-- BEGIN PROVIDED DATA --

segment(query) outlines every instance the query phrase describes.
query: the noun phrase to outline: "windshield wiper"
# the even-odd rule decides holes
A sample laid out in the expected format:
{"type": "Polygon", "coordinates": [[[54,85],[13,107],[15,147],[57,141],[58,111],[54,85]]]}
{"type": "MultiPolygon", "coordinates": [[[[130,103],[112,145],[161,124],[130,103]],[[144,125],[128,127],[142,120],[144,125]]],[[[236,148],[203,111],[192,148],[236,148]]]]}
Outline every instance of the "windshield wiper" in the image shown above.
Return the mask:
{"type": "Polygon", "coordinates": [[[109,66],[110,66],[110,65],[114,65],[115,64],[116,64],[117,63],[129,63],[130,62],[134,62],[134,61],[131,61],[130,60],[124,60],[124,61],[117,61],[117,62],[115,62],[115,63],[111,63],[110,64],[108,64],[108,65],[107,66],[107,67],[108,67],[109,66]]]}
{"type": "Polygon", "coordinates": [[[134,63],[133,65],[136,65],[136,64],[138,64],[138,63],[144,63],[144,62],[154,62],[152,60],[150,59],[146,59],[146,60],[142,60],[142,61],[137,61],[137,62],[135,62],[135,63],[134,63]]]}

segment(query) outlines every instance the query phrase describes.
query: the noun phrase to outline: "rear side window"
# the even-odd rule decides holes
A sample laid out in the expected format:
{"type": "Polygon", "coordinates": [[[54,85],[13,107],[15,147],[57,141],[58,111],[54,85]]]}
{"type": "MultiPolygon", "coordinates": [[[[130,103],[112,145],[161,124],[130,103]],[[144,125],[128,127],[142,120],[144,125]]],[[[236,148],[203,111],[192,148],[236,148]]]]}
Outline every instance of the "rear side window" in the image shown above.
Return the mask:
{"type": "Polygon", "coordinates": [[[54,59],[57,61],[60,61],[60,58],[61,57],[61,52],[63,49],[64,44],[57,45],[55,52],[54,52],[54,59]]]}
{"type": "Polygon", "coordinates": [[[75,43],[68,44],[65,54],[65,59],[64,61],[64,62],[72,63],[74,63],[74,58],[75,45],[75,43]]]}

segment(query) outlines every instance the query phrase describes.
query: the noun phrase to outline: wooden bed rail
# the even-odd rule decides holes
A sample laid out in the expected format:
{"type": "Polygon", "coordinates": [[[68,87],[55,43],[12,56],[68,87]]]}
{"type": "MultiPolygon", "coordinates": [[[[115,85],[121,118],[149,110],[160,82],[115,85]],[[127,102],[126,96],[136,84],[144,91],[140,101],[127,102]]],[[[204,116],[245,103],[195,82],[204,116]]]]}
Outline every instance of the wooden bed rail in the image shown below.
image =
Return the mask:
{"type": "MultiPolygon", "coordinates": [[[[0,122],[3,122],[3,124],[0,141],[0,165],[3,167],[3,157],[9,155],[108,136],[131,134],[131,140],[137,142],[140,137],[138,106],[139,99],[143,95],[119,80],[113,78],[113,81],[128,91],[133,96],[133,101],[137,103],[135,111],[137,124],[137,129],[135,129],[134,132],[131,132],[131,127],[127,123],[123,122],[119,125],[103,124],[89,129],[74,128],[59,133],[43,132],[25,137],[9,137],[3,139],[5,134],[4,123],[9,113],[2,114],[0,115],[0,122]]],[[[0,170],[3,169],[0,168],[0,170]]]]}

-- END PROVIDED DATA --

#### TASK TO CARRY OUT:
Display each line of the material that contains the string "above", treating uppercase and lowercase as different.

#### FINISHED TASK:
Outline every instance of the "windshield wiper" in the image shown above.
Outline every instance of the "rear side window" in the image shown above.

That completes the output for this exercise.